**LISTA DE TAREAS:**
**1.** Di si cada frase coincide con el texto sobre la ciudad dormida, con un sí o un no y las palabras del texto que lo deciden, citadas tal cual: (a) Los muertos yacían en sus lechos. (b) Las mujeres llevaban collares en el cuello. (c) Los niños jugaban con bolas de cristal.
**2.** Sigue escribiendo el texto sobre la ciudad dormida justo después de su última frase.

Hacía calor y las catas de la memoria dormida bajo la superficie de un
tiempo de metales se mostraban secas
como los paladares de los muertos, que
yacían en sus lechos armados con los
enredos de cientos de años olvidados
en la letanía de las estaciones silenciadas por años de rutina, custodiadas por
las estelas que se adornan ahora con la
afilada sombra que tejen los cipreses a
la caída de la tarde, cuando suenan los
ecos de las voces que rondan la muralla, las risas de los niños que juegan con
sus bolas de barro en las noches eternas que entretiene el hastío húmedo
de la lluvia y el tintineo de las cuentas
ensartadas en los collares con que ceñían las mujeres sus cuellos desnudos
y enhebraban los hombres los gastados
anhelos de tenerlas.
Hacía calor y en el aire sonaba la
añeja perorata de la guerra que vigilan
las vainas deslucidas de las espadas y
el silencio de los muertos. Un fuego de
siglos desarmaba el sol lo mismo que
desarmó sin tregua las fantasías de la
ciudad dormida y dejó a la intemperie
sus afanes rotos, las horas de fajina en
sus calles sin nombre y sin memoria,
abiertas solo al fundamento de la imaginación que interpreta la apariencia de
las casas que amparan las almas de los
muertos que nunca se olvidan y nunca
mueren.

[Elementos guardados de una colección]
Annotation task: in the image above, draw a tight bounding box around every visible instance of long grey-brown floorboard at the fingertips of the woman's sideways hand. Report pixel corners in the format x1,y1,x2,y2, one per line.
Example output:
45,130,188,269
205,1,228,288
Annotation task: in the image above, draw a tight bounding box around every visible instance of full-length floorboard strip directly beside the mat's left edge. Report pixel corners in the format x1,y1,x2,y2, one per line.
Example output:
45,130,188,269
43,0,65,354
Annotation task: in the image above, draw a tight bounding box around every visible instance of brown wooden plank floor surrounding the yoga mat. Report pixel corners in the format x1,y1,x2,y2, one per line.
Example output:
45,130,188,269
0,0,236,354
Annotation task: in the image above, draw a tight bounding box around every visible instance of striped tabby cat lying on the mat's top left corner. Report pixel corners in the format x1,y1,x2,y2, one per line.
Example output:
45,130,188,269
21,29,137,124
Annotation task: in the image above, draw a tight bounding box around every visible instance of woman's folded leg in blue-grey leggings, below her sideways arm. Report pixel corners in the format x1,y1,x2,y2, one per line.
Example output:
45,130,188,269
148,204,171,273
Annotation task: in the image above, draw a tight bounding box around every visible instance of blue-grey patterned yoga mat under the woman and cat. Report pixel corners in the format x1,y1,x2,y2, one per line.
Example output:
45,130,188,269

...

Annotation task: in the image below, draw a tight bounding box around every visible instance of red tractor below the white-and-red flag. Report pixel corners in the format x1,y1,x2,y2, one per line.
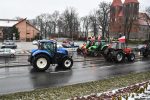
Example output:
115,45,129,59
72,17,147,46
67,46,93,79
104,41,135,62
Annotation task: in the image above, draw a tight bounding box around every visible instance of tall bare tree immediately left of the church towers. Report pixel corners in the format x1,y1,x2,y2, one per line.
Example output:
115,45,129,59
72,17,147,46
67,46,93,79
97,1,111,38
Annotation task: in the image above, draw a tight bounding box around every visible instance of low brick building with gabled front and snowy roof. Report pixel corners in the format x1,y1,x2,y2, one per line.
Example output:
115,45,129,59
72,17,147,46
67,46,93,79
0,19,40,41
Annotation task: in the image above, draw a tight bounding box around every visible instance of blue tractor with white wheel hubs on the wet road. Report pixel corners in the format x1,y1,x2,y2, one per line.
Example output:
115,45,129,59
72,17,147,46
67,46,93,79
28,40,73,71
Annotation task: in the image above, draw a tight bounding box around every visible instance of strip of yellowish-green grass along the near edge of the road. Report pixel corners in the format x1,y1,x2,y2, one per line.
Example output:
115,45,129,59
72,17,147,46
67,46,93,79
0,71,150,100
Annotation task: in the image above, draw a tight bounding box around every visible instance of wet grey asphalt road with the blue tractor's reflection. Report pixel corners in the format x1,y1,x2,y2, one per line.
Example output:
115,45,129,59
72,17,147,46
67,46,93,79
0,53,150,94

**RESPUESTAS DADAS:**
**1.**
(a) Sí: "que yacían en sus lechos armados con los enredos de cientos de años olvidados".
(b) Sí: "los collares con que ceñían las mujeres sus cuellos desnudos".
(c) No: "las risas de los niños que juegan con sus bolas de barro".

**2.**
Hacía calor, pero no aletargaba
el sorprendente suceso de la transformación. Las manos, asfixiadas en medio
de las catas abiertas en el amplio solar de la memoria, acariciaban los días
ocultos en ellas, en el tiempo articulado
con el barro y la luz de los metales, regaban el fuego que incendiaba las horas
del mediodía para echarse en el lecho
caliente de la luz, donde se fundían el
barro milenario y el plástico armado en
los arrabales del Silicon Valley, donde se
atiza la memoria que será mañana milenaria.
En algún lugar desconocido arderá el mar, pero en Pintia el sol no
incendiará los cotos de la memoria, soportada sobre el tesón que persevera
como lo hace la ilusión de la lluvia, que
golpeará al caer sobre el ensueño de la
ciudad reflejada en el espejo del agua el
sueño profundo de los muertos.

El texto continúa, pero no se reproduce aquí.